**What the task asks**. Within the listing below, how many lines hold the string "corner"? Only the number is wanted.

**Listed records**.
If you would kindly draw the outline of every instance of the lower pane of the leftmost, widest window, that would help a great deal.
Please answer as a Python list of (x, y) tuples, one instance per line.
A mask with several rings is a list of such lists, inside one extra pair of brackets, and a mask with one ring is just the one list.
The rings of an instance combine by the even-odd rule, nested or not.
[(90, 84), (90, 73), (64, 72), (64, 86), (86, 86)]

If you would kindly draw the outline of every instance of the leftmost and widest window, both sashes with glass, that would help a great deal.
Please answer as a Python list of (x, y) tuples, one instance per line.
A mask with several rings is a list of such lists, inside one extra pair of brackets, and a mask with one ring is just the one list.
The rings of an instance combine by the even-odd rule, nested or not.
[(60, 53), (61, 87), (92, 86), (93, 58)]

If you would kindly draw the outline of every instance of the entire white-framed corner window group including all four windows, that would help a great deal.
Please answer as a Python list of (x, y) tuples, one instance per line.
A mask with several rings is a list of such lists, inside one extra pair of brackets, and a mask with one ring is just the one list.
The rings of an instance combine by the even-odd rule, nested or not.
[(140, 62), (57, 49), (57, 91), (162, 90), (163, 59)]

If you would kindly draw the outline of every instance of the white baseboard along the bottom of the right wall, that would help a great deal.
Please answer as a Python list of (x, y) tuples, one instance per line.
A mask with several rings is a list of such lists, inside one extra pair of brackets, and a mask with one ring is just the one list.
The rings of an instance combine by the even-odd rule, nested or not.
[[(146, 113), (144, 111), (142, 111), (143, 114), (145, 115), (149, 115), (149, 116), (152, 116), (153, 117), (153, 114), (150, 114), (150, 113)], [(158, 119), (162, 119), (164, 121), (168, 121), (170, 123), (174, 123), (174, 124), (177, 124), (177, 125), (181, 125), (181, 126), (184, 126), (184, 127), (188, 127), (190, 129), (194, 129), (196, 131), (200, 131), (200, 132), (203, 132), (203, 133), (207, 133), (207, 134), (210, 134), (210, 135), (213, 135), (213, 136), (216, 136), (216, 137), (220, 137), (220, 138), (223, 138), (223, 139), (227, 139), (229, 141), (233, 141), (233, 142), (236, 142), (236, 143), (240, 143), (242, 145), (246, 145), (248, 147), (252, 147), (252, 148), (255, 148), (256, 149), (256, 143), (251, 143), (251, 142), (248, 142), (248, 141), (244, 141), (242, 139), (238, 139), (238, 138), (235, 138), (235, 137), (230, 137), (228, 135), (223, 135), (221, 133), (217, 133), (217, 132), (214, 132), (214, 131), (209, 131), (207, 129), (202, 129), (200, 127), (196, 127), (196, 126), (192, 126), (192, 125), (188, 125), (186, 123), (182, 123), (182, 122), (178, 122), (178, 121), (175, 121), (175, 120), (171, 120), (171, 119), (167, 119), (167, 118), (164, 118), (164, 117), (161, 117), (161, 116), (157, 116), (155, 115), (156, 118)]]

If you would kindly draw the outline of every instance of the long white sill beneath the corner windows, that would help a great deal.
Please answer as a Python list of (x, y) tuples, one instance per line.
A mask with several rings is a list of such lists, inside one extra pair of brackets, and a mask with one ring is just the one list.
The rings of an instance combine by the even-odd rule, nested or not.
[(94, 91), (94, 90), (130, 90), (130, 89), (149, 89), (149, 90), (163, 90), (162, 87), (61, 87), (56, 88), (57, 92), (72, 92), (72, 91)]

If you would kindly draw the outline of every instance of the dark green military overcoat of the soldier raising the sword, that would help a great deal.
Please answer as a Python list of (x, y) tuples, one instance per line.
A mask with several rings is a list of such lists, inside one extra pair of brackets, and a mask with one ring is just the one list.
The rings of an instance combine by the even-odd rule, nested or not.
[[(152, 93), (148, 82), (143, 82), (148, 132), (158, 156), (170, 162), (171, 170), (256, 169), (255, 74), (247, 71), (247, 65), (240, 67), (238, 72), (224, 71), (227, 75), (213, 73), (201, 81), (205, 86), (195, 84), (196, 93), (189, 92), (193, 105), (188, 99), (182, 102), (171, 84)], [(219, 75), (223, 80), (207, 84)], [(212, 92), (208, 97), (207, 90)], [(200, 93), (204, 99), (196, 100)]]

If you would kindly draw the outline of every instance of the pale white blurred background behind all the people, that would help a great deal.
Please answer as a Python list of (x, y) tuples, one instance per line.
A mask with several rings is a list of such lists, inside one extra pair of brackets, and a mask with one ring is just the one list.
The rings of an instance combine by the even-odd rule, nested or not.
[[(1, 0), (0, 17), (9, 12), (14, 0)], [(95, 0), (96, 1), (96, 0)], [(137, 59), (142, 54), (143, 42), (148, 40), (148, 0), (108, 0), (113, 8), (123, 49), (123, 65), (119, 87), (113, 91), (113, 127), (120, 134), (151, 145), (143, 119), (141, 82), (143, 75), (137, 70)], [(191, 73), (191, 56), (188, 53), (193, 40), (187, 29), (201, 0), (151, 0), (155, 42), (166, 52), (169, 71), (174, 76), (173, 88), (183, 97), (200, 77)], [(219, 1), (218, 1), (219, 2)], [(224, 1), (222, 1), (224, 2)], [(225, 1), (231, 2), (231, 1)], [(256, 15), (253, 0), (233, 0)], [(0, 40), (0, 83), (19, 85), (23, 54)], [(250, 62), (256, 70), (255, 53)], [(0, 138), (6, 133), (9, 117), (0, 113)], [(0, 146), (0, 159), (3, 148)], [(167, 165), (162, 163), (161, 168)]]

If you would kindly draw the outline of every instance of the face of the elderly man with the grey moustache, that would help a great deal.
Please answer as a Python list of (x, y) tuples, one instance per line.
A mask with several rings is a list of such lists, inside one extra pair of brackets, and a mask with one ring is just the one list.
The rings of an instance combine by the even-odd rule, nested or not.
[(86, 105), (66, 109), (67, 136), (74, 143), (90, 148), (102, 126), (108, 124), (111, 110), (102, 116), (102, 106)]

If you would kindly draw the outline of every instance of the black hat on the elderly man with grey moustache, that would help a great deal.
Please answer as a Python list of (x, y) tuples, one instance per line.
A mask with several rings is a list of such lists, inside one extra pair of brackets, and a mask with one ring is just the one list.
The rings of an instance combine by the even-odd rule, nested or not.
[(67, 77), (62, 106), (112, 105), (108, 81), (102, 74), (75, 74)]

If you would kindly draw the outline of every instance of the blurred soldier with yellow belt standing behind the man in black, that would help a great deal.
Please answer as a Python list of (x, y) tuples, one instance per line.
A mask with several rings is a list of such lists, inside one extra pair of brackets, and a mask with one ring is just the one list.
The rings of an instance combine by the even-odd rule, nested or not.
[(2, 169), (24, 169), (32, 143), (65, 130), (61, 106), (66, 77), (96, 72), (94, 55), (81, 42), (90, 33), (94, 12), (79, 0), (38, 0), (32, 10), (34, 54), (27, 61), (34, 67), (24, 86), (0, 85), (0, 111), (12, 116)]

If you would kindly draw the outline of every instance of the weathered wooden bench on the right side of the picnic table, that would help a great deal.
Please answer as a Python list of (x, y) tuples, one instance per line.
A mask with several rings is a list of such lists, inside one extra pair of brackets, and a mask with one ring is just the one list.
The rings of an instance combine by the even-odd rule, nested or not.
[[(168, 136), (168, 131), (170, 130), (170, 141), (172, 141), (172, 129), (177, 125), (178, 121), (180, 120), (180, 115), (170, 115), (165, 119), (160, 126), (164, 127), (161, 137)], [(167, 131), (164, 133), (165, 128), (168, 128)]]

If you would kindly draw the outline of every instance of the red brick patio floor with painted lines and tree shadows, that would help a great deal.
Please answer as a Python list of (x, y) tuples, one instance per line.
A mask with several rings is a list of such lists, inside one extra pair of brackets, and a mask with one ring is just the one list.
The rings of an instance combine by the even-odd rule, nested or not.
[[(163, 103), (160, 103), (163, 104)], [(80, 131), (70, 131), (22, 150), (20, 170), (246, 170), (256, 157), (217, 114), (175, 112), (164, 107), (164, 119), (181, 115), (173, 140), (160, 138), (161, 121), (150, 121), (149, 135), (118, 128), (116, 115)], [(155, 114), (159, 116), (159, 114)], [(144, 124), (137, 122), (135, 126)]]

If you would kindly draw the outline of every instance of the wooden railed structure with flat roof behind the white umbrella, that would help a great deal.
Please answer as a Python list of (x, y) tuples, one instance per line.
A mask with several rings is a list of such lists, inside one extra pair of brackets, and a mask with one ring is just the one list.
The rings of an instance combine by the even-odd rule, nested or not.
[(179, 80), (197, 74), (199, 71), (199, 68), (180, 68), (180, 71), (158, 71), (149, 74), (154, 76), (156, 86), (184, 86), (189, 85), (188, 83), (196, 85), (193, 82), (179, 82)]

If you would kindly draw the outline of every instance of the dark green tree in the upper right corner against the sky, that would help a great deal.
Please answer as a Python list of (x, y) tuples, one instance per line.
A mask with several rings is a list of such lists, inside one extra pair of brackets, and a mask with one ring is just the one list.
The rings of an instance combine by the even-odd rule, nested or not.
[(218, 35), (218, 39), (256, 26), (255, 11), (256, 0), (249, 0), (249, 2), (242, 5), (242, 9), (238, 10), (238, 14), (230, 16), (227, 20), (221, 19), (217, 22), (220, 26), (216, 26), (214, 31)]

**Result**. 3